SUPPLIED PASSAGE:
Blog moved to www.jeffreypalermo.com

July 2006 - Posts

  • Hiring technical people, take 2 - level 100

    This is a planned follow-on to my first post on hiring.  In my first post, I talked about the general process I like to go through when hiring a new programmer.  Of course, you can bet that this is continually evolving based on what works and what doesn't.  So far, this is working very well.

    When hiring, you obviously want to ask all kinds of questions, but I have to admit, I agree with a popular mantra that many speak about, including Joel Spolsky:  "Smart people who get things done."  Smarts isn't everything.  Take me, for example.  I know so many people who are smarter than me, hands down, but I make up for it with drive and persistence. :-)   "Getting things done" isn't everything either, because I've known my fair share of those people as well.  Sure, the system works (now), but with the "smart" in there, it could be a big jumbled mess that's a maintenance nightmare.  I believe the two go together.

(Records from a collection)

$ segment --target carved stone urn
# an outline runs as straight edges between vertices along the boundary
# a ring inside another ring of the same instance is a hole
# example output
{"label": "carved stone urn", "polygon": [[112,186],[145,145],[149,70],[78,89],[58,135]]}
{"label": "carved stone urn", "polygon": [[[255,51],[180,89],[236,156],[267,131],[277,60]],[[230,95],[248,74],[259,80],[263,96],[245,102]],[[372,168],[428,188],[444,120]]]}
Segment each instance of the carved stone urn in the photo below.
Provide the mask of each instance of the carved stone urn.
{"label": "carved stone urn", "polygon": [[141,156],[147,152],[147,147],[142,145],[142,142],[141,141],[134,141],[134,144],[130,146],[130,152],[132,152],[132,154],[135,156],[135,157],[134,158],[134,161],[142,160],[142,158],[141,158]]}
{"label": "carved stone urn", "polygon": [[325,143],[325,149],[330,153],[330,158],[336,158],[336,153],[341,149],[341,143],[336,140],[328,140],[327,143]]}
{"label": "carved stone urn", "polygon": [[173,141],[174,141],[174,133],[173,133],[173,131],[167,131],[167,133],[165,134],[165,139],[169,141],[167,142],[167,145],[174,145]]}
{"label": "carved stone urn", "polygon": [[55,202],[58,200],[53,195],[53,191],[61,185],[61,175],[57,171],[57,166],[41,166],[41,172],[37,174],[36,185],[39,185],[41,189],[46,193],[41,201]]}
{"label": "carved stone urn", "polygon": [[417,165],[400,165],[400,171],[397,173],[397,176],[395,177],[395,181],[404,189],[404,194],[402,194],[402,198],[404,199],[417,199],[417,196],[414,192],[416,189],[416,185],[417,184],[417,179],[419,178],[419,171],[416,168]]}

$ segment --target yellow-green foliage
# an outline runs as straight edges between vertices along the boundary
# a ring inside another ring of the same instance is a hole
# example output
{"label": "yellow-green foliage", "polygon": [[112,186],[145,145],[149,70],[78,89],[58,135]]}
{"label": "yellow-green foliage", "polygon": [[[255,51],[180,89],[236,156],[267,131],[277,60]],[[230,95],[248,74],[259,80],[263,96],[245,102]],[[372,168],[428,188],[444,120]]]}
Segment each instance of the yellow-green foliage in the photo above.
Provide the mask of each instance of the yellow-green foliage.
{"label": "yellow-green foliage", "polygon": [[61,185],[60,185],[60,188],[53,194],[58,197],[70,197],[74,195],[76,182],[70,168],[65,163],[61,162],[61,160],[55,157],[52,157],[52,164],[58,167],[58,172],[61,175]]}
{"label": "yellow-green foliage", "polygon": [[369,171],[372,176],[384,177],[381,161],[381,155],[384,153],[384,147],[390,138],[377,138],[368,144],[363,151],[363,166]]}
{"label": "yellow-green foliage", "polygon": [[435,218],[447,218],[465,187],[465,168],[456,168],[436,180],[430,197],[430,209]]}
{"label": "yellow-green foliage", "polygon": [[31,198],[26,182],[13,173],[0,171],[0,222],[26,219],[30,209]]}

WHAT THE EXERCISE ASKS:
Pick up the blog post on hiring technical people after its last sentence and continue it. The rows are independent material and have no connection to the blog post on hiring.

OUTPUT FOR THIS EXERCISE:
    How the heck do I determine if the candidate is a good mix of the two?  Ha ha.  No easy answer there either.  I have to use my own experience to weight everything the candidate has to offer.  Some reference checks can help to determine the mix.  Some phone screen questions can contribute as well.  For me, I think the coding assignment can help determining the "smart" part.  I'm not fond of assignments like "create a Roman number converter" because that mostly tests procedural programming skills.  While there is value in that as well, I've preferred to ask them to do a little something with a technology that they have no experience in.  I leave it open-ended.  Using every available resource, this is downright easy for a smart person, and it should be because I need to respect their time.  It has the potential, though, of saving an interview for a candidate we wouldn't hire.

    Getting things done:  I think questions can bring this out.  It seems like it almost a mentality of getting things done as opposed to talking about getting things done.  Stories of past projects can help with this factor.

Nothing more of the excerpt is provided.